# DATASET EXTRACT
────────────────
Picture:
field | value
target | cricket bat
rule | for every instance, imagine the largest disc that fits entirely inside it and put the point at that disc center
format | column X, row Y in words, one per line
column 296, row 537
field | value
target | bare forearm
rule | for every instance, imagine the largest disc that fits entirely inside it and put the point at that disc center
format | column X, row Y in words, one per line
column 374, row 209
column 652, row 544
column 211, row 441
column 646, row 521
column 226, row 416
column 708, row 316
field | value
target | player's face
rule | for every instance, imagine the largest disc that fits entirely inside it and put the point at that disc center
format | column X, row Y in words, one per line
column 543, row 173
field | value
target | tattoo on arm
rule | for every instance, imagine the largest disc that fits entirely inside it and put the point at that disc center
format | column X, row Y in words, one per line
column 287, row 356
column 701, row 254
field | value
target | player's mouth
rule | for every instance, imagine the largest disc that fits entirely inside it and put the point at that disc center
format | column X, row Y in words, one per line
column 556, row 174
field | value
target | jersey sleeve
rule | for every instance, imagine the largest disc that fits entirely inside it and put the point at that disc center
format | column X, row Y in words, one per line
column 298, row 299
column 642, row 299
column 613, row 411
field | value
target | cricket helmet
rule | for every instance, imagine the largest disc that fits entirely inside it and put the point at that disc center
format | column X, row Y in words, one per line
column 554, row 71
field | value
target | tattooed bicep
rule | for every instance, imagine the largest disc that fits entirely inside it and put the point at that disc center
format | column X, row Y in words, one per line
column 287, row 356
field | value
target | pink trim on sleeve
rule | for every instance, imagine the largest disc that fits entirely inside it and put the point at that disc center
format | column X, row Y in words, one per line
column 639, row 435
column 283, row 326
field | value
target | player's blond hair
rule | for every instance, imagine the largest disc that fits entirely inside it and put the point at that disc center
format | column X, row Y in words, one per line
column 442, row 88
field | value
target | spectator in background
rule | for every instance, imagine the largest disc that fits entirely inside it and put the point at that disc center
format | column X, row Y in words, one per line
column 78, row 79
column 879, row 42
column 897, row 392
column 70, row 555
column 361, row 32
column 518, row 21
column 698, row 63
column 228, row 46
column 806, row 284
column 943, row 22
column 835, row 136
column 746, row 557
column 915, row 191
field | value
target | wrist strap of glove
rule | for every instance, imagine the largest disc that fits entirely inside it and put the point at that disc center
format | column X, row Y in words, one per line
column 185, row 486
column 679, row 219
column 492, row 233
────────────────
# WORK REQUIRED
Read the data above. Pull out each line in which the string "player" appears.

# EXERCISE OUTPUT
target | player's face
target | player's mouth
target | player's blond hair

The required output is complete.